_Text passage_

○ ○ ○ ○ ○

FASRC provides a number of services including cluster computing, data storage, and virtual machines. Each of these services all share the same FASRC authentication services. As well FASRC works directly with PIs to create various access groups for data and services. A number of common technical components are needed to access the different services...
Researchers can take advantage of the scale of the FASRC cluster by setting up workflows to split many different tasks into large batches, which are scheduled across the cluster at the same time. Most clusters are made from commodity hardware, so do note that the performance of an individual computation may not be any faster than a local new workstation/laptop with new CPU and flash (SSD) storage; cluster computing is about scale. Doing computations at scale allows a researcher to test many different variables at once, thereby shorter time to outcomes, and also provides the ability to ask larger, more complex problems (I.e. larger data sets, longer simulation time, more degrees of freedom, etc.)...
The New England Research Cloud. Coming Spring 2021.
In a typical cluster computing environment, the OS, configuration, etc. is relatively homogeneous across the infrastructure and root/administrator access on each host is limited to system administrators. Allowing different operating systems or giving users privileged access creates a fragmented infrastructure. Often users need the computational benefits of an entire “server” but do not have the funds for or need an entire physical server. Virtual Instances provide an avenue for users looking to utilize different operating systems and configurations than are typically used in the underlying physical infrastructure. They also enable users to own an entire "server" without having to pay the cost of a full machine...
Storage provides large-scale networked attached access to research data from a variety of endpoints: compute cluster, instruments workstations, laptops, etc. Various storage types are typically designed for specific I/O (literally data in/out) needs that stems from raw data collection, data processing and analysis, data transfer and sharing, data preservation and archiving. These storage types usually have different data retention and replication policies as well...

○ ○ ○ ○ ○

_Job_
Reproduce word for word the part of the FASRC services overview above that begins at "Storage provides large-scale" and ends after "policies as well...".

_Provided material_
○ ○ ○ ○ ○

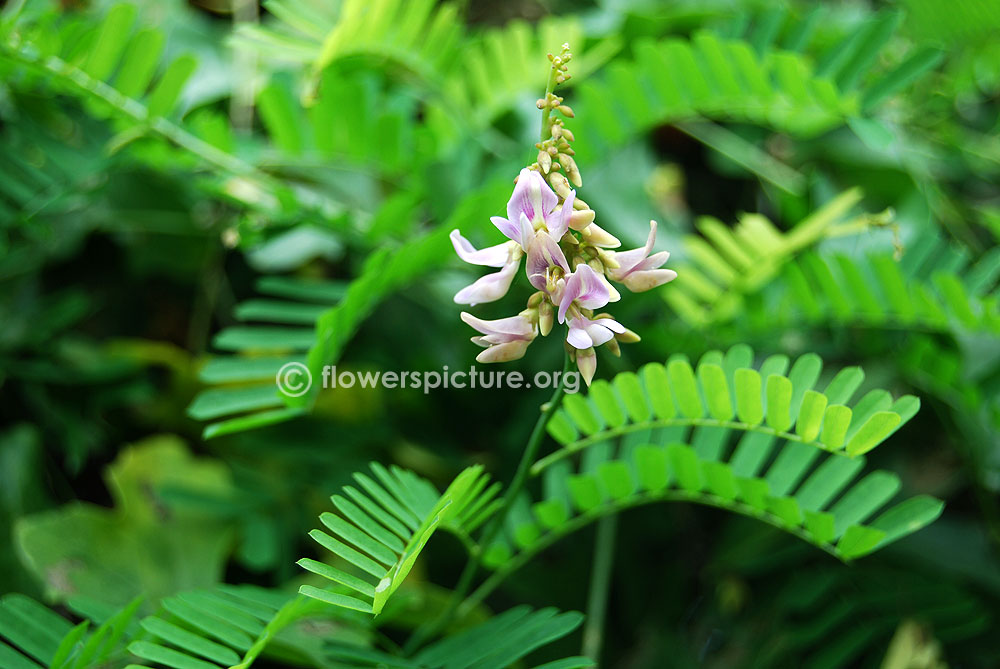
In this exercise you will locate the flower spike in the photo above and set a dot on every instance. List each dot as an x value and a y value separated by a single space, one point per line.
569 258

○ ○ ○ ○ ○

_Answer for this exercise_
Storage provides large-scale networked attached access to research data from a variety of endpoints: compute cluster, instruments workstations, laptops, etc. Various storage types are typically designed for specific I/O (literally data in/out) needs that stems from raw data collection, data processing and analysis, data transfer and sharing, data preservation and archiving. These storage types usually have different data retention and replication policies as well...